▶ **CONSIGNES**
[A] Répondez à ces questions d'après le texte sur La Colonie de Vacances :
(i) Quels groupes devaient partir ensemble en tournée ?
(ii) À quel festival, et en quelle année, les musiciens ont-ils eu l'idée de ce dispositif ?
(iii) Combien de musiciens compte la troupe ?
[B] Recopiez sans rien changer le passage du texte sur La Colonie de Vacances compris entre "Ce qui ne devait" et "public au centre.", bornes incluses.
[C] Les affirmations suivantes s'accordent-elles avec le texte sur La Colonie de Vacances ? Répondez par oui ou par non et citez à l'identique les mots du texte qui tranchent.
(i) Les quatre groupes jouent sur des scènes surélevées.
(ii) Une partie du public finit par sortir du cercle.
(iii) La troupe ne s'est produite que dans des festivals.

---- TEXTE À LIRE

Samuel Degasne

Journaliste dépendant & théoriste musical.

LA COLONIE DE VACANCES/ Le temps béni de...

LA COLONIE DE VACANCES/ Le temps béni de...

Ce qui ne devait être que le nom d'une tournée entre amis (Papier Tigre, Electric Electric, Pneu et Marvin) a finalement mué en une création collective et rock. Soit : un ping-pong quadriphonique avec le public au centre.


Sur place, on ne sait où donner de la tête. Qui regarder. Quoi écouter. Avec le corps qui lâche à force de chercher à comprendre ou lutter... Car au-delà de la dimension esthétique indéniable – quatre groupes hexagonaux, sur des scènes surélevées, aux quatre coins du lieu – les sens sont forcément chahutés. Prise en étau, la foule hagarde chahute, échange entre elle, ne regarde pas dans la même direction. Certains ferment les yeux et dodelinent de la tête ; d'autres fixent un repaire des yeux (généralement la seule femme de la troupe, également chef d'orchestre improvisé), s'accrochent malgré eux à l'une des scènes, hypnotisés ; quand les derniers sont en perpétuel mouvement, à la manière de scientifiques procédant à des relevés, recherchant des variations, voulant capter les oscillations d'intensité selon les positions. Tous restent cependant dans le cercle.
Ce dispositif, les 11 musiciens en ont eu l'idée lors d'une invitation pour le festival Rayon frais (Tours) en 2010. Les quatre groupes devaient alors jouer à chaque angle du château... Six ans plus tard, la troupe a installé son sound system dans des endroits aussi divers que des musées d'art contemporain qu'au sein de festivals de musiques actuelles. Avec toujours une même formule : un répertoire unique, des scènes et des lumières se répondant en canon. Cacophonie de cymbales, guitares hurlantes, cris, cassures de rythmes... Malgré l'approche fractionnée et les formes bruitistes, tout est pesé. Millimétré. Même quand l'intensité monte c'est dans les côtes que l'équipée mérite son maillot de meilleur grimpeur – ou que la mélodie marque enfin son pas, celle-ci vient irrémédiablement se fracasser dans les échos.

--------
---- EXTRAIT DES DONNÉES

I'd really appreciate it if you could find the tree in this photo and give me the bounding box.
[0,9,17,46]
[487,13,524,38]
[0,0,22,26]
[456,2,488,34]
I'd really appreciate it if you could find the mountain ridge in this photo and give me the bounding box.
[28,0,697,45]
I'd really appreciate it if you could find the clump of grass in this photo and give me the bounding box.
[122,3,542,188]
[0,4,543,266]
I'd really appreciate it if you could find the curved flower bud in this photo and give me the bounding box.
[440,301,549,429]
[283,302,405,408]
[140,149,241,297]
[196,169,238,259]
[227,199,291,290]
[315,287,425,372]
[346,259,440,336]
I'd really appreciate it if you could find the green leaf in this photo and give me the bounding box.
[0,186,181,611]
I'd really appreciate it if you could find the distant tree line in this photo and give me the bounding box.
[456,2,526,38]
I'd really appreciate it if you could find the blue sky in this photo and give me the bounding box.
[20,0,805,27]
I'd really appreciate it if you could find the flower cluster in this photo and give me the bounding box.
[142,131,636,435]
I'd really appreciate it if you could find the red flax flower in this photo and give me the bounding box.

--------
---- EXTRAIT DES DONNÉES

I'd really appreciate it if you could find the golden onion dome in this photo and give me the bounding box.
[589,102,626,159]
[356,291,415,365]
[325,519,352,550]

--------

▶ **RÉPONSES DÉTAILLÉES**
[A]
(i) Papier Tigre, Electric Electric, Pneu et Marvin.
(ii) Au festival Rayon frais (Tours), en 2010.
(iii) 11 musiciens.

[B]
Ce qui ne devait être que le nom d'une tournée entre amis (Papier Tigre, Electric Electric, Pneu et Marvin) a finalement mué en une création collective et rock. Soit : un ping-pong quadriphonique avec le public au centre.

[C]
(i) Oui : « quatre groupes hexagonaux, sur des scènes surélevées, aux quatre coins du lieu ».
(ii) Non : « Tous restent cependant dans le cercle. »
(iii) Non : « dans des endroits aussi divers que des musées d'art contemporain qu'au sein de festivals de musiques actuelles ».